Yapılacak iş: Mu'min Suresi'nin 7. âyetini anlatan metinde "Arşı tutan meleklerden" sözlerinden "Rabb'lerine hamd ile tespih ederler." sözlerine kadar olan kısmı hiç değiştirmeden kopyalayın.

Alıntılanan metin:
################
Mu'min Suresi, 7. âyet-i kerime:

40/MU'MİN-7: Ellezîne yahmilûnel arşa ve men havlehu yusebbihûne bi hamdi rabbihim ve yu’minûne bihî ve yestagfirûne lillezîne âmenû, rabbenâ vesi’te kulle şey’in rahmeten ve ilmen fagfir lillezîne tâbû vettebeû sebîleke ve kıhim azâbel cahîm(cahîmi).
Arşı tutan melekler ve onun etrafındaki kişi (devrin imamı), Rab'lerini hamd ile tesbih ederler ve O'na îmân ederler. Ve âmenû olanlar için (Allah'tan) mağfiret dilerler: “Rabbimiz, Sen herşeyi rahmetle (rahmetinle) ve ilimle (ilminle) kuşattın. Böylece (mürşidin önünde) tövbe edenleri ve Senin yoluna (Sıratı Mustakîm'e) tâbî olanları mağfiret et (günahlarını sevaba çevir). Onları cehennem azabından koru!”


ellezîne yahmilûnel arşa: Onlar ki arşı tutarlar.
Arşı tutan meleklerden bahsediyor Allahû Tealâ.

ve men havlehu: Ve onların etrafındaki kişi.
yusebbihûne bi hamdi rabbihim: Rabb'lerine hamd ile tespih ederler.  
ve yu’minûne bihî: O'na (Allah'a) îmân ederler.
“Rab'lerini hamd ile tespih ederler. Ve O'na îmân ederler.”
################
Veri satırları:
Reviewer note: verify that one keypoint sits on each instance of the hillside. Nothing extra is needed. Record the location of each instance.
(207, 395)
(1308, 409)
################
Alıştırma sonucu:
Arşı tutan meleklerden bahsediyor Allahû Tealâ.

ve men havlehu: Ve onların etrafındaki kişi.
yusebbihûne bi hamdi rabbihim: Rabb'lerine hamd ile tespih ederler.